TRECHO DA FONTE.
_____

As críticas a este dispositivo legal são oriundas dos mais diversos pontos do país. Respeitamos a preocupação de nossos colegas com o tema, mesmo assim, procuramos apresentar contrapontos às teses por eles defendidas, apresentando o tema sobre outras perspectivas.

Concordamos que a lei abre um precedente perigoso, pondo em risco décadas de luta pela defesa da dignidade humana. Demonstraremos que a medida é necessária e segura frente à calamitosa situação da segurança pública no Brasil. Também procuraremos abordar que a medida poderá ser estudada e avaliada por órgãos democráticos como o legislativo, judiciário e imprensa.

6.1 Marcel Peres de Oliveira

Inicialmente, estudaremos o texto “Análise Constitucional da Medida de Destruição[69]”, do Sr. Marcel Peres de Oliveira.

O autor inicia a argumentação citando o artigo 2º, inciso II, da Carta da ONU: “Todos os membros deverão resolver suas controvérsias internacionais por meios pacíficos, de modo que não sejam ameaçadas a paz, a segurança e a justiça internacionais”. Para o mesmo, neste artigo está consagrada a proibição do uso da força. A exceção seria a autodefesa ou a legítima defesa, prevista no artigo 51 da Carta: “Nada na presente Carta prejudicará o direito inerente de legítima defesa individual ou coletiva, no caso de ocorrer um ataque armado contra um membro das Nações Unidas, até que o Conselho de Segurança tenha tomado as medidas necessárias para a manutenção da paz e da segurança internacionais”. O autor afirma que o estado tem Direito de se defender de uma agressão injusta e atual. Afirma que se o estado agir desta forma não terá nenhuma responsabilidade internacional. Podemos facilmente considerar o tráfico de armas e drogas como uma agressão injusta e atual.

_____

EXERCÍCIO ESCRITO 1.
Segundo o trecho sobre a medida de destruição, qual artigo da Carta da ONU prevê a exceção da legítima defesa?
EXERCÍCIO ESCRITO 2.
Escreva a continuação do trecho sobre a medida de destruição, começando logo após a última frase apresentada.

_____

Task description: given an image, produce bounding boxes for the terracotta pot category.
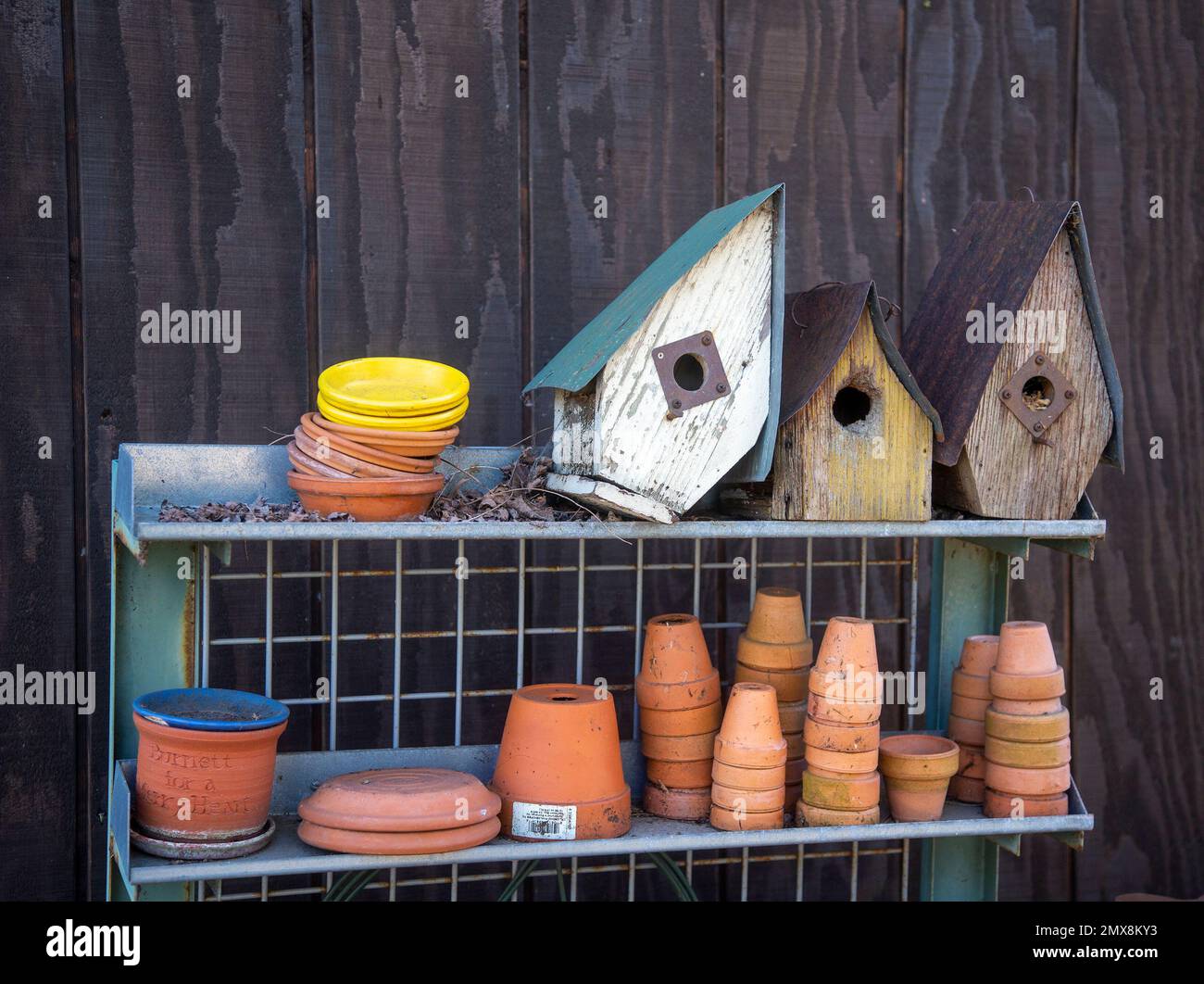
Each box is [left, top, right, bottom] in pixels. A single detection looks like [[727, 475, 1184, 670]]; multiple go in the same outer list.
[[710, 804, 786, 830], [645, 783, 710, 820], [635, 670, 720, 712], [795, 800, 882, 827], [986, 759, 1071, 796], [297, 816, 502, 855], [639, 701, 723, 735], [489, 683, 631, 840], [710, 759, 786, 791], [982, 707, 1071, 744], [645, 744, 714, 788], [744, 587, 807, 643], [982, 788, 1069, 819], [715, 683, 786, 768], [735, 662, 810, 703], [710, 783, 786, 813], [995, 622, 1057, 675], [984, 735, 1071, 778], [735, 632, 811, 670], [948, 776, 986, 803], [948, 694, 991, 722], [803, 714, 882, 751], [958, 636, 999, 677], [991, 666, 1066, 701], [807, 694, 883, 725], [803, 766, 882, 810], [948, 708, 990, 747], [288, 471, 443, 523], [815, 615, 878, 678], [806, 746, 878, 776], [951, 670, 991, 701], [297, 768, 502, 832], [639, 731, 718, 763], [991, 698, 1062, 718], [133, 688, 289, 840]]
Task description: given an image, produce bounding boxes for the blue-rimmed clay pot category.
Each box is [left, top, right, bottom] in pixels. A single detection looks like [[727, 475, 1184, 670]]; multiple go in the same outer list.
[[133, 688, 289, 840]]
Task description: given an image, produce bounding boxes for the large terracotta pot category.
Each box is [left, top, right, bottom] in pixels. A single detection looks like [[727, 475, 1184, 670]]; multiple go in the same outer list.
[[489, 683, 631, 840], [133, 688, 289, 840]]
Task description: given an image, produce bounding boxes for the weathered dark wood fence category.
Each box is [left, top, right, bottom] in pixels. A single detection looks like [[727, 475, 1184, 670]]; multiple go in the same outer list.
[[0, 0, 1204, 899]]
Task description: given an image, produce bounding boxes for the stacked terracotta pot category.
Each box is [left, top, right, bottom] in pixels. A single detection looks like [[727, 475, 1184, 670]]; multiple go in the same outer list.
[[635, 614, 722, 820], [795, 618, 883, 826], [710, 683, 786, 830], [948, 636, 999, 803], [983, 622, 1071, 816], [735, 587, 811, 803]]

_____

RESPOSTA ESPERADA 1.
O artigo 51 da Carta da ONU.

RESPOSTA ESPERADA 2.
Levando-se em conta uma interceptação literal do artigo 51, nem os atentados de 11 de setembro poderiam justificar o Tiro de Destruição, visto que não foi um ataque armado. No entanto, caso os americanos derrubassem alguma das aeronaves doa atentados, dificilmente receberiam algum tipo de represália de algum ente de Direito Público Internacional. É preciso deixar claro que este tipo de lesão, causada pelo tráfico de drogas e armas afeta o estado democraticamente constituído e também a saúde e vida dos cidadãos. Esta lesão, normalmente, é maior que a causada por um conflito armado entre nações que não tenham capacidade nuclear. A guerra do tráfico no Brasil causa mais mortes que o mesmo período em países como Iraque e Israel, regiões famosas pelos conflitos armados[70]. Além disso, este tipo de crime vem corrompendo elementos do executivo, judiciário e legislativo. Alguns cidadãos estão buscando resolver os problemas sozinhos, com a formação de esquadrões da morte, milícias e justiceiros (crimes que se intensificaram no início de 2007).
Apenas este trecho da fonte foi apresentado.